Fastdeploy编译中遇到nvcc fatal : Unsupported gpu architecture ‘compute_35‘的解决

背景

使用Paddle的Fastdeploy,安装过程中需要对C++ SDK进行编译,编译过程中报标题所述的错误。后来在github上找到了解决办法

环境

  • GPU: RTX3060Ti
  • Ubuntu 2204
  • cuda 12.1.1
  • TensorRT-8.6.1.6
  • opencv 4.7
  • Fastdeploy develop,commit id = cd0ee79c91d4ed1103abdc65ff12ccadd23d0827

复现路径

  1. 安装cuda-12.1.1(官网下载步骤及链接
  2. 安装opencv, 到github官网git clone下来,手动编译,资料csdn很多就不贴了。
  3. 安装TensorRT。按照Paddle官网要求,CUDA 工具包 12.0 配合 cuDNN v8.9.1, 如需使用 PaddleTensorRT 推理,需配合 TensorRT8.6.1.6(官网链接提供了,tar包的,解压后设置一下路径就可以了,但下载需要nvidia developer帐号登录,免费注册)
  4. 安装FastDeploy,我按照的是这个教程,其中以下cmake选项有几处问题需要手动修改。

-- 数据列表 --
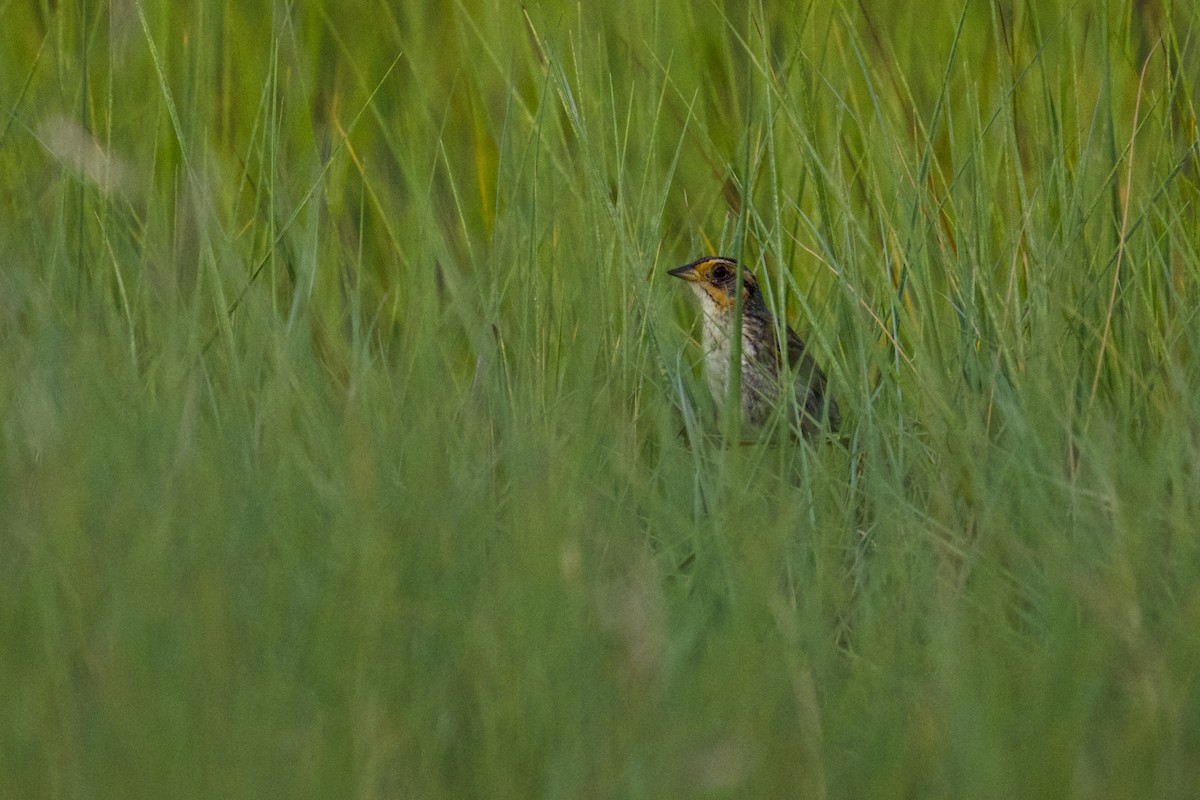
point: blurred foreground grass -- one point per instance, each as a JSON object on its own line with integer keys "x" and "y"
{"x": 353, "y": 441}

==

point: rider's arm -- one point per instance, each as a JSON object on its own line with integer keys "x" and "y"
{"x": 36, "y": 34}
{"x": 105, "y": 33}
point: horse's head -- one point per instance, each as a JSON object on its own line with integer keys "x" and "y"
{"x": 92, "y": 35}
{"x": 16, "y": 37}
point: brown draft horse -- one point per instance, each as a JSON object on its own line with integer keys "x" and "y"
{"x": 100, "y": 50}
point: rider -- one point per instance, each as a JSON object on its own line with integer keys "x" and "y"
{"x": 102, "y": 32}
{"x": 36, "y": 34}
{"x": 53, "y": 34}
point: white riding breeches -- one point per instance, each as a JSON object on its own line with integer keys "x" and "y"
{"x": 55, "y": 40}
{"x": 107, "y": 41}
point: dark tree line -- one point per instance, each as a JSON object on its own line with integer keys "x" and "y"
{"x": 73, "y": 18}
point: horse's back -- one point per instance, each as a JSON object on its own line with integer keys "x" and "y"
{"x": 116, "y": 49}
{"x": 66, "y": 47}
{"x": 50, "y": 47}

...

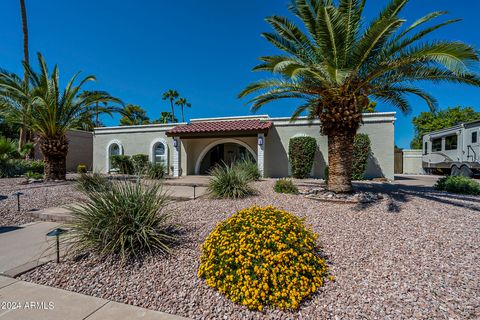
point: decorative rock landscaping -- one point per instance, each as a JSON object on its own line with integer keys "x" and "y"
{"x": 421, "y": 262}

-- 练习部分 --
[A] 在关于Fastdeploy编译报错的文本里,作者使用的GPU是什么型号?
[B] 请照录关于Fastdeploy编译报错的文本中从“3. 安装TensorRT。按照Paddle官网要求,CUDA 工具包”起至“选项有几处问题需要手动修改。”止的那一段。
[C] 接着关于Fastdeploy编译报错的文本的最后一句往下写。

-- 参考答案 --
[A] RTX3060Ti。

[B]
3. 安装TensorRT。按照Paddle官网要求,CUDA 工具包 12.0 配合 cuDNN v8.9.1, 如需使用 PaddleTensorRT 推理,需配合 TensorRT8.6.1.6(官网链接提供了,tar包的,解压后设置一下路径就可以了,但下载需要nvidia developer帐号登录,免费注册)
  4. 安装FastDeploy,我按照的是这个教程,其中以下cmake选项有几处问题需要手动修改。

[C]
git clone https://github.com/PaddlePaddle/FastDeploy.git
cd FastDeploy
mkdir build && cd build
cmake .. -DENABLE_ORT_BACKEND=ON \
         -DENABLE_PADDLE_BACKEND=ON \
         -DENABLE_OPENVINO_BACKEND=ON \
         -DENABLE_TRT_BACKEND=ON \
         -DWITH_GPU=ON \
         -DTRT_DIRECTORY=/Paddle/TensorRT-8.4.1.5 \  # TensorRT的路径要根据你刚才解压的Tar包进行修改
         -DCUDA_DIRECTORY=/usr/local/cuda \
         -DCMAKE_INSTALL_PREFIX=${PWD}/compiled_fastdeploy_sdk \
         -DENABLE_VISION=ON \
         -DOPENCV_DIRECTORY=/usr/lib/x86_64-linux-gnu/cmake/opencv4 \  # 如果你是源码编译再make install的话,就不用改
         -DENABLE_TEXT=ON
make -j12
make install
  • 注意点1 cmake的选项需要调整,具体见上面。
  • 注意点2,个人认为就是Fastdeploy的问题,问题如下,留意那一堆的nvcc fatal。其中的compute_35其实就是老的计算架构SM_35,我的显卡是SM_86,不应该出现此问题。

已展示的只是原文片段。